State whether each statement below agrees with the passage on Roman numerals, answering yes or no and quoting the passage's deciding words.
1. Under the single-mold explanation, the mold is cast three times for each clock.
2. One explanation holds that Louis XIV ordered his clockmakers to use IIII instead of IV.
3. The passage gives IC as the proper form for ninety-nine.

## Passage provided:
* Begin *

Calendars and clocks

Clock faces that are labeled using Roman numerals conventionally show IIII for four o'clock and IX for nine o'clock, using the subtractive principle in one case and not the other. There are many suggested explanations for this, several of which may be true:

* Louis XIV, king of France, who preferred IIII over IV, ordered his clockmakers to produce clocks with IIII and not IV, and thus it has remained. [W.I. Milham, "Time & Timekeepers" (New York: Macmillan, 1947) p. 196]
* Using the standard numerals, two sets of figures would be similar and therefore confuseable by children and others unused to reading clockfaces: IV and the VI; and IX and XI. Since the first pair are additionally upside down on the face, an added level of confuseability would be introduced. Better, then, to make greater character distinction between them by using IIII and VI
* The four-character form IIII creates a visual symmetry with the VIII on the other side, which the character IV would not.
* With IIII, the number of symbols on the clock totals twenty I's, four V's, and four X's, so clock makers need only a single mold with a V, five I's, and an X in order to make the correct number of numerals for their clocks: VIIIIIX. This is cast four times for each clock and the twelve required numerals are separated:
** V IIII IX
** VI II IIX
** VII III X
** VIII I IX:The IIX and one of the IX’s are rotated 180° to form XI and XII. The alternative with IV uses seventeen I's, five V's, and four X's, requiring the clock maker to have several different molds.
* Only the I symbol would be seen in the first four hours of the clock, the V symbol would only appear in the next four hours, and the X symbol only in the last four hours. This would add to the clock's radial symmetry.

Chemistry

As it relates to the nomenclature of inorganic compounds. For example MnO2 should be named manganese(IV) oxide; manganese(IIII) oxide is not used.

XCIX vs. IC

Rules regarding Roman numerals often state that a symbol representing 10n may not precede any symbol larger than 10n+1. For example, C cannot be preceded by I or V, only by X (or, of course, by a symbol representing a value equal to or larger than C). Thus, one should represent the number "ninety-nine" as XCIX (using decimal places -- 90 (XC) then 9 (IX)), not as the "shortcut" IC.

* End *

## Records provided:
* Begin *

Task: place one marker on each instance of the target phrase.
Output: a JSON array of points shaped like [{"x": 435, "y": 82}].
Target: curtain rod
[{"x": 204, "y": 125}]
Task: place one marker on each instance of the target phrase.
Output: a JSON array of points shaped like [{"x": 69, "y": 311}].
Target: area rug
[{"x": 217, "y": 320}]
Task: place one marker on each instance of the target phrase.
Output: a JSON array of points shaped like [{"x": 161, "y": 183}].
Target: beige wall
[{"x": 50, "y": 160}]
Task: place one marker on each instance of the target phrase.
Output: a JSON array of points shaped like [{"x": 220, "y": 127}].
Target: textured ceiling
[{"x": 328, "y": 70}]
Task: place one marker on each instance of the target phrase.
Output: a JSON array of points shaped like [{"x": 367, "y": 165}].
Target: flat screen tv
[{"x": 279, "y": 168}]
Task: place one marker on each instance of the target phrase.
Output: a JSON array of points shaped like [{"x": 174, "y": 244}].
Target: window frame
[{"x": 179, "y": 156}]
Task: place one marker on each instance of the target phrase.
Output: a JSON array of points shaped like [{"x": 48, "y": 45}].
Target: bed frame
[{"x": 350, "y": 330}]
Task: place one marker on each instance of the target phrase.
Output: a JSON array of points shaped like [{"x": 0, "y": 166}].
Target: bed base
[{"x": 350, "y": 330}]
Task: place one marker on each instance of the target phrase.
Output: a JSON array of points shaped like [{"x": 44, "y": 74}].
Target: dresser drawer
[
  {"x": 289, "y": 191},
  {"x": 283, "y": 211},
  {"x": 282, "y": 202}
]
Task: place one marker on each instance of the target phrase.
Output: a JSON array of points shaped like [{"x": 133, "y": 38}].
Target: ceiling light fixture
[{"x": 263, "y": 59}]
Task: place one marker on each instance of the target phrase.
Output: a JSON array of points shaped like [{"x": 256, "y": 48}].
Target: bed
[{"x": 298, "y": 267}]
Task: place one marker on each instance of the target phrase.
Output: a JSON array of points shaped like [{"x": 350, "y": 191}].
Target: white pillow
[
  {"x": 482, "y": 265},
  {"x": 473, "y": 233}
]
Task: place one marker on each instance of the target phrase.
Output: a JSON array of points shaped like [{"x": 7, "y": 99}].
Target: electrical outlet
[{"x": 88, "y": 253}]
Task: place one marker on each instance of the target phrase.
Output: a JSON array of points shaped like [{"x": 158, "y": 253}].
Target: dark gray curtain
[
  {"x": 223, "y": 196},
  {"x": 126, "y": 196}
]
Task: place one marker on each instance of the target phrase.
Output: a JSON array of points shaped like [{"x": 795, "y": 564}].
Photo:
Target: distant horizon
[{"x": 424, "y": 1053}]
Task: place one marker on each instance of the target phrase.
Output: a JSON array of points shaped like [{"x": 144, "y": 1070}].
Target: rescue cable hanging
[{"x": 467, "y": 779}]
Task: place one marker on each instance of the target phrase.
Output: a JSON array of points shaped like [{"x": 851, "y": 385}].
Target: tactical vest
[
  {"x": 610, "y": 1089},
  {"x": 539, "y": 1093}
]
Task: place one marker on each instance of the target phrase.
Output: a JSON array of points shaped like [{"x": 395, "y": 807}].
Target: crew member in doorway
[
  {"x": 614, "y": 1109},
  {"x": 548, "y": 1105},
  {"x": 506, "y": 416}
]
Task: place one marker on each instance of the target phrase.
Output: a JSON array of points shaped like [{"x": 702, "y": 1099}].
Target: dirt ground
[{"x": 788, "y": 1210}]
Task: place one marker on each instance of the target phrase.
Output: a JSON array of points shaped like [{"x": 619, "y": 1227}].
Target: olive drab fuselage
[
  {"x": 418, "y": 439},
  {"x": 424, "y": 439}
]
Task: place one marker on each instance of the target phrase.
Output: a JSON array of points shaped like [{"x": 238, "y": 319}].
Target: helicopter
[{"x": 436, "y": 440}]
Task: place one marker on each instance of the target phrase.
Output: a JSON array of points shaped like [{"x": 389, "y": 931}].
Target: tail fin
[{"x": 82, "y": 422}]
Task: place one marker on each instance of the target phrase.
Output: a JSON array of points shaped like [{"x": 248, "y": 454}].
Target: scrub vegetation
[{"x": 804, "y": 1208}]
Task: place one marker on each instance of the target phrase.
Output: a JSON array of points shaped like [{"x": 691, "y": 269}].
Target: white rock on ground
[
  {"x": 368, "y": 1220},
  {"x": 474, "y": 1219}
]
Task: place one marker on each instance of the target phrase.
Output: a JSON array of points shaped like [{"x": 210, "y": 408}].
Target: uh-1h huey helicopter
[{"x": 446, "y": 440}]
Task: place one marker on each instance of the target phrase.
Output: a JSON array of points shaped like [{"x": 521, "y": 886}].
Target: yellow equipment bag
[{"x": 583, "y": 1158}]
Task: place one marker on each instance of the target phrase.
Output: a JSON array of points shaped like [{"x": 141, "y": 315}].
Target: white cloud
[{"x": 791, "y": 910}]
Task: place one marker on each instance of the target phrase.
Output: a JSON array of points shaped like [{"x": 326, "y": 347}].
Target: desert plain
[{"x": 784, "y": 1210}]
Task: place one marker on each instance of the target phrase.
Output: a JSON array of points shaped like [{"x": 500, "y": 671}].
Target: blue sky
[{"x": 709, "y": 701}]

* End *

## Answer to the problem:
1. No: "This is cast four times for each clock"
2. Yes: "ordered his clockmakers to produce clocks with IIII and not IV"
3. No: "one should represent the number "ninety-nine" as XCIX (using decimal places -- 90 (XC) then 9 (IX)), not as the "shortcut" IC."